- **Problem to work on**
Reproduce exactly the lines from the one that holds "Task: indicate one point per instance of the distant" through the last line of the entries, both ends included, but not the pictures.
:: Material provided
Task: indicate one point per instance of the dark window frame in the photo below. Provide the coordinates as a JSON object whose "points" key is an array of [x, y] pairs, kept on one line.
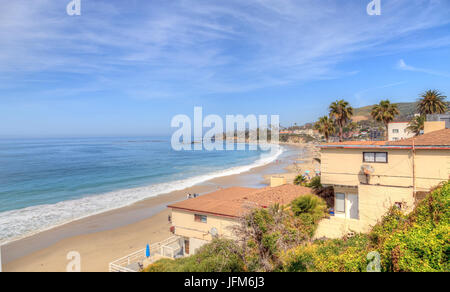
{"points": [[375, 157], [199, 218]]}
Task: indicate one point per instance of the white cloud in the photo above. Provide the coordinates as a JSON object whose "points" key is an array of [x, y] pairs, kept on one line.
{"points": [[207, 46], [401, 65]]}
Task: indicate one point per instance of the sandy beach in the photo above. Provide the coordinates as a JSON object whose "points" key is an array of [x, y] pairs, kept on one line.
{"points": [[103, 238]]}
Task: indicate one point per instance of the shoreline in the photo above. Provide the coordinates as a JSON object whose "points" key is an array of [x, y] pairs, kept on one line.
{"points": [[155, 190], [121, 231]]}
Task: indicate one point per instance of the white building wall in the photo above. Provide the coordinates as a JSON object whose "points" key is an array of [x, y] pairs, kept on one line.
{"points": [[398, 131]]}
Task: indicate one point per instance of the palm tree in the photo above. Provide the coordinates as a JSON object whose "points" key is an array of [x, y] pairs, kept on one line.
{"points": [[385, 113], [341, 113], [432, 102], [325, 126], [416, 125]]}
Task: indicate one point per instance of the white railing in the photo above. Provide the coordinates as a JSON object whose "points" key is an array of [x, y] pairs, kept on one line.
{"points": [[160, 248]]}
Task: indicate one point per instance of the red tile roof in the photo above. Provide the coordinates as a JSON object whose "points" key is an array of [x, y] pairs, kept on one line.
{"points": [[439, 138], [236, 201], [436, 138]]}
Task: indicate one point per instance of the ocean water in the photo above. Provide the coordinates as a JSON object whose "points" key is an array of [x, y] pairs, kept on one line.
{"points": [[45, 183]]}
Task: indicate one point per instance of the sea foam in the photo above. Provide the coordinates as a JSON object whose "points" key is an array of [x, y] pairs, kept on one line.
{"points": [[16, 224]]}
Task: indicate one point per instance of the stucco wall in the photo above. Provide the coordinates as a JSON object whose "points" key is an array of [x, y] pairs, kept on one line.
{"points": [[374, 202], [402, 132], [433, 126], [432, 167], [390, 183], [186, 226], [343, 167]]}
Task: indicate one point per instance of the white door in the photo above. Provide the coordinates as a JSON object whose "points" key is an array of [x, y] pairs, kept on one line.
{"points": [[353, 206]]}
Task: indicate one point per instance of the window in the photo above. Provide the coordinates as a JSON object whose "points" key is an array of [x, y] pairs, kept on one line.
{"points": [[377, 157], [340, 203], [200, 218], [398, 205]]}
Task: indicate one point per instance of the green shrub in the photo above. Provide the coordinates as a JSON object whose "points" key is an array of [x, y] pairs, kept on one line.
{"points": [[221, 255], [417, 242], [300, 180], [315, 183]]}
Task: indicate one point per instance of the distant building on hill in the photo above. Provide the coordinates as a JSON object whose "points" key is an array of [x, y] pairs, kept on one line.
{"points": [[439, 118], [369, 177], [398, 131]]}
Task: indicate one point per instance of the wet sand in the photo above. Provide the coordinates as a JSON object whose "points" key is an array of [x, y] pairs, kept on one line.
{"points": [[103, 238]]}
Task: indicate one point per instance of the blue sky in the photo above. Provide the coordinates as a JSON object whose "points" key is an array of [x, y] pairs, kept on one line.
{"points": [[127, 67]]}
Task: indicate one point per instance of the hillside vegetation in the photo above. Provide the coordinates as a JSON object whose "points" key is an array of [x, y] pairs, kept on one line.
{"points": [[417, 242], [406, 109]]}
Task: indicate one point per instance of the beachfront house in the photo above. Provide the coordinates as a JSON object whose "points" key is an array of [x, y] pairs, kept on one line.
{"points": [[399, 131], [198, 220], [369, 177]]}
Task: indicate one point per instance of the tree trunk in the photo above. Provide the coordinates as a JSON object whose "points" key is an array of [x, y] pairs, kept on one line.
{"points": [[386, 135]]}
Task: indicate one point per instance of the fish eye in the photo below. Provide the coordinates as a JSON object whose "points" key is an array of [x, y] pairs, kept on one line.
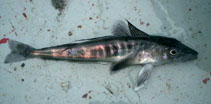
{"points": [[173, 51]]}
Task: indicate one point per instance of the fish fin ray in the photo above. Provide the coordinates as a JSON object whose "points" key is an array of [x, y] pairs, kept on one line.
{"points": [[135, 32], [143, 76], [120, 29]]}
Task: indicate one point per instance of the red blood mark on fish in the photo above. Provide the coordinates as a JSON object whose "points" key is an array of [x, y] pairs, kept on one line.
::::
- **Task solution**
Task: indicate one point per instance of the distant building on hill in the photo above. Provide the coordinates as a JSON object whose "points" key is an array of [x, y] pairs, kept on one line.
{"points": [[439, 118], [369, 177], [398, 131]]}
Task: indicate one point per instance of the wet sand in the photo above. Provide the coordinates as a JSON object whose "points" key is an array of [x, y] pairs, kept on one line.
{"points": [[103, 238]]}
Task: indicate one point per instance of the blue sky in the photo above. Provide the coordinates as a JSON object whose "points" key is an array of [x, y] pairs, kept on one line.
{"points": [[127, 67]]}
Task: indicate one point per instance of the hillside vegetation in the photo above. Provide the coordinates as a JSON object whose "points" key is an array of [x, y] pairs, kept on one line.
{"points": [[417, 242], [406, 109]]}
Task: indicate one point per instance of the beachfront house in the photo above. Provide the coordinates as a JSON object whose "points" key is an array of [x, y] pairs, kept on one line.
{"points": [[399, 131], [198, 220], [369, 177]]}
Task: indicate one point per instance of the tree trunk in the photo above. Provide the coordinates as a JSON object whose "points" key is an array of [x, y] pairs, kept on one line.
{"points": [[386, 135]]}
Task: indicate one point per instance of the fish eye in the photo below. Provide the coordinates as a JSON object whose "points" key is an array of [x, y] pairs, kept on one line.
{"points": [[173, 51]]}
Task: indicate one point per instance of the fish fin ray in the photo above. Provide the coordinates as a JSON object whose "points" key is an array of [x, y] pairs, kept on one line.
{"points": [[135, 32], [143, 76], [120, 29]]}
Task: indicate one point per instance of the red blood mark on fish in the photo above. Provide the coordinates as a JSON object whose "points" key is an array of [x, y] pairs, kept on one line.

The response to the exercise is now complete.